— START —

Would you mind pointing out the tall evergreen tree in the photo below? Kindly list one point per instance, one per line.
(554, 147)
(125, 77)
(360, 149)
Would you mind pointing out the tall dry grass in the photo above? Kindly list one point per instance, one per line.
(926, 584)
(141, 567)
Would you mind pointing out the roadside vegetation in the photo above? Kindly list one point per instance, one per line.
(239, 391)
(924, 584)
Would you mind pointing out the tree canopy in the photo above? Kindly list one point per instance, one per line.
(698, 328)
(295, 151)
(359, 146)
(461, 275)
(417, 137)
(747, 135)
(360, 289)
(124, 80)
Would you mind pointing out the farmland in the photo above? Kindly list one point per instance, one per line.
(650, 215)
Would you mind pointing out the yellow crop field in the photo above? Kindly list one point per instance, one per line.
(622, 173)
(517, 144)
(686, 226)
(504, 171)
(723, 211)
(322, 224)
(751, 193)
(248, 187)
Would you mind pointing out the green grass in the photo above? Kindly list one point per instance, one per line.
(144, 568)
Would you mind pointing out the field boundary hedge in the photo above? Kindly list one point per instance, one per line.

— END —

What you need to do — Render every line of the items above as a single numbered list, skipping any blank lines.

Answer to the task —
1. Would you mind pointing out the tall evergreen tree in the photo below? Kindly list one point per instance, one per line.
2. (554, 147)
3. (125, 77)
4. (360, 149)
5. Would you mind pointing out the tall dry grass in the photo above? Kindly list one point per instance, one per line.
6. (926, 584)
7. (141, 567)
8. Would you mind pointing out the roadside vegetation in the photo above? Kindly list one point per instance, one per line.
9. (239, 391)
10. (924, 584)
11. Would you mind pointing out the tree canopy in the photo above? Kindly list one point per instance, one per line.
12. (698, 328)
13. (295, 151)
14. (359, 146)
15. (461, 275)
16. (417, 137)
17. (747, 135)
18. (360, 289)
19. (124, 80)
20. Would you mind pointing out the farmland in the photo above? Kindly list one point per instance, one per line.
21. (650, 215)
22. Would you mind pointing out the yellow crop field in the photo above? Kindly list one point per instance, one per line.
23. (622, 173)
24. (517, 144)
25. (686, 226)
26. (504, 171)
27. (723, 211)
28. (322, 224)
29. (751, 193)
30. (248, 187)
31. Would you mind pointing out the green grass in the photo above? Kindly list one point per instance, one per line.
32. (144, 568)
33. Would you mind pointing out the field boundary hedge in the photo above? Kindly list one point per instance, one per line.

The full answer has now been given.